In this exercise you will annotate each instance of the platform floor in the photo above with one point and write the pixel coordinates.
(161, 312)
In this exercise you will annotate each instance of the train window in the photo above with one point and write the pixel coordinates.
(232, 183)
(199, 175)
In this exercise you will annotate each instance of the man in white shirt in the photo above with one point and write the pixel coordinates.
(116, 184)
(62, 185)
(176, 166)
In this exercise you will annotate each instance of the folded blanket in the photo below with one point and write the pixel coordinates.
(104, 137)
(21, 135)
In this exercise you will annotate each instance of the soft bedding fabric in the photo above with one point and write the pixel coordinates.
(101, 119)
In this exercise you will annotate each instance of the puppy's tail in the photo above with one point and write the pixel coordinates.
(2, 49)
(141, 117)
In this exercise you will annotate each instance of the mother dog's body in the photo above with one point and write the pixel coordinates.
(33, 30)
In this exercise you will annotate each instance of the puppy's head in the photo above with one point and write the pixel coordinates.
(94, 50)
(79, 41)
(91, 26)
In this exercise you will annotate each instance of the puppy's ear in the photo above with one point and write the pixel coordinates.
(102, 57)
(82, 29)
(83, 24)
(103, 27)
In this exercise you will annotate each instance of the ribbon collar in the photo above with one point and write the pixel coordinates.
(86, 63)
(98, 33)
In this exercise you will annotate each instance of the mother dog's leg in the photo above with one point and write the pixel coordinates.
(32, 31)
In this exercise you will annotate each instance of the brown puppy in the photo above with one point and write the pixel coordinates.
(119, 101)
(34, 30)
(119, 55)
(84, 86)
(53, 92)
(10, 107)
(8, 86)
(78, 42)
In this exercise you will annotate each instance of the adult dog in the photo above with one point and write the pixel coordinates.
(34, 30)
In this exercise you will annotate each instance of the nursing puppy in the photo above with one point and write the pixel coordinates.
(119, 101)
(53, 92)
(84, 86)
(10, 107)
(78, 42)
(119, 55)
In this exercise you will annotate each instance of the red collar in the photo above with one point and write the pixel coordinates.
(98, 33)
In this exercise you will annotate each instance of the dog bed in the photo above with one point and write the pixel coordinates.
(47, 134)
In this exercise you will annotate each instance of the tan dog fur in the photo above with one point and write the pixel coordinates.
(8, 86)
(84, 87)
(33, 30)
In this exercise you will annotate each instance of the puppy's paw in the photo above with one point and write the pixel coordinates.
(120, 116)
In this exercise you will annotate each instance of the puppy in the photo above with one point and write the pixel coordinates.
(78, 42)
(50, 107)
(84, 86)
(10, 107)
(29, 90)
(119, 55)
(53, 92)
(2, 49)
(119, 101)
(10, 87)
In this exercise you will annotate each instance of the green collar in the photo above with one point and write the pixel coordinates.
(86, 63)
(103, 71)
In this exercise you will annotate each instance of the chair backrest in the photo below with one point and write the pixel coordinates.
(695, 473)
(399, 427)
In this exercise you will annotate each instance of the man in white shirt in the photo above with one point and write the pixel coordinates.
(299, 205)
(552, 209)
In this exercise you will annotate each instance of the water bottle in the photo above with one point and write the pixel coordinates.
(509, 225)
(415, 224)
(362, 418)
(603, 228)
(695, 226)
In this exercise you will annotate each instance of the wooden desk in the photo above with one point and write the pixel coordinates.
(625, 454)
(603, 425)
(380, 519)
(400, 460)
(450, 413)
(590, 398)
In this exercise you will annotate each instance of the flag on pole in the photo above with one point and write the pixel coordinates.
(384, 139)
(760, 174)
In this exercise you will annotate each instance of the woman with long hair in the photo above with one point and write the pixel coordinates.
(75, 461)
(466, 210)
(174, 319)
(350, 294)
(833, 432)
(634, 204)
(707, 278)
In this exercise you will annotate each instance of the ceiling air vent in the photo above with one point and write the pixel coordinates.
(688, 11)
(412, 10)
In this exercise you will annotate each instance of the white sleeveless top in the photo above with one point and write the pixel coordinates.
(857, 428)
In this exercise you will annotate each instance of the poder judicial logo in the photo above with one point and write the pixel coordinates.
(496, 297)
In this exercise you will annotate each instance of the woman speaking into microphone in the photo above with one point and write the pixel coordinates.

==============================

### Directions for this task
Scale the coordinates from the line of the records above that contains "In this exercise you will annotate each instance of the white" through the end of the records. Write those lines out again, requests included, with every coordinate in the answers multiplied by 0.7 and rounded to a whole number, halves rounding up.

### Correct answer
In this exercise you will annotate each instance of the white sleeveless top in the photo above with one point and write the pixel coordinates.
(600, 300)
In this exercise you will annotate each instance of the poder judicial logo in the photo above with one point and write the pixel coordinates.
(347, 208)
In this exercise you will annotate each instance of the woman speaking into microphone in the photo above with one point and write the pixel coordinates.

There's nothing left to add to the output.